_Exercise description_. Write out the passage on the two-sample test results for Site A word for word, from "The USEPA software" up to and including "two data sets.".
═══ Source document ═══
The USEPA software ProUCL was used to perform both the Wilcoxon rank sum test and Gehan's test, a variant of the generalized Tarone-Ware test. A significance level of 0.05 was selected. For this example, the null hypothesis is not rejected by either of the two-sample tests, indicating there is not a significant amount of evidence that the median concentration at the compliance well is greater than the median concentration at the background well. Based on this result, the remediation of metals at Site A appears to have been successful. Technically, the test results do not show that the site has been remediated, only that there is insufficient evidence (at a 5% significance level) that it hasn’t. In other words, if more data were available, it’s possible that the conclusion would change because our hypothesis tests would have more power to detect a difference between the two data sets.
═══ Extracted information ═══
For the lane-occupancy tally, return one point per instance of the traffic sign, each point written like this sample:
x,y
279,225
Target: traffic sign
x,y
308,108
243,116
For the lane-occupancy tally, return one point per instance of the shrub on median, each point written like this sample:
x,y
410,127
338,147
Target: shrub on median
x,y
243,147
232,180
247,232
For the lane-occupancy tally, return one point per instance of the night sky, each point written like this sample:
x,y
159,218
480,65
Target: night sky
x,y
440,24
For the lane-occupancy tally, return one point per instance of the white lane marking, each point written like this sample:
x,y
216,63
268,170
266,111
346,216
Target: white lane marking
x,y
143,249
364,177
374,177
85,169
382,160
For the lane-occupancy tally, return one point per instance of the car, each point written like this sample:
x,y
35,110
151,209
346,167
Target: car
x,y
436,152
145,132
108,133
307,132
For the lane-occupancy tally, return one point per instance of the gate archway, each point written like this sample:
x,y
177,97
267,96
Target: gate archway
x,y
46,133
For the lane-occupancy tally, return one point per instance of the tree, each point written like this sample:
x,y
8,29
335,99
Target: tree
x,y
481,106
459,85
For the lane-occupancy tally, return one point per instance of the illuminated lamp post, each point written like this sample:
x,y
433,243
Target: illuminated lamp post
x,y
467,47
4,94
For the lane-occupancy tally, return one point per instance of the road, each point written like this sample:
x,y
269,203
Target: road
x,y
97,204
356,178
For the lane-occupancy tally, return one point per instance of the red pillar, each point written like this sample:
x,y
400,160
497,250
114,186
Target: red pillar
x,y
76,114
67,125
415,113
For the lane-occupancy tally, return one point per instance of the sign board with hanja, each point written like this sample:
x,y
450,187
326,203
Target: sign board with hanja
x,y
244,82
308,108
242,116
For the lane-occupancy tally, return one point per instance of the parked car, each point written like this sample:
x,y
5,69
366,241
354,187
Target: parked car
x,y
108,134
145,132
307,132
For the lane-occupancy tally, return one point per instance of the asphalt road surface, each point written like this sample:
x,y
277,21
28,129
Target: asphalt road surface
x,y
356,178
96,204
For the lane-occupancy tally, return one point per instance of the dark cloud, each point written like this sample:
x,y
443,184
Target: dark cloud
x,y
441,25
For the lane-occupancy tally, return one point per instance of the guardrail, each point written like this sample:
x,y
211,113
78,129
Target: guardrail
═══
_Expected output_.
The USEPA software ProUCL was used to perform both the Wilcoxon rank sum test and Gehan's test, a variant of the generalized Tarone-Ware test. A significance level of 0.05 was selected. For this example, the null hypothesis is not rejected by either of the two-sample tests, indicating there is not a significant amount of evidence that the median concentration at the compliance well is greater than the median concentration at the background well. Based on this result, the remediation of metals at Site A appears to have been successful. Technically, the test results do not show that the site has been remediated, only that there is insufficient evidence (at a 5% significance level) that it hasn’t. In other words, if more data were available, it’s possible that the conclusion would change because our hypothesis tests would have more power to detect a difference between the two data sets.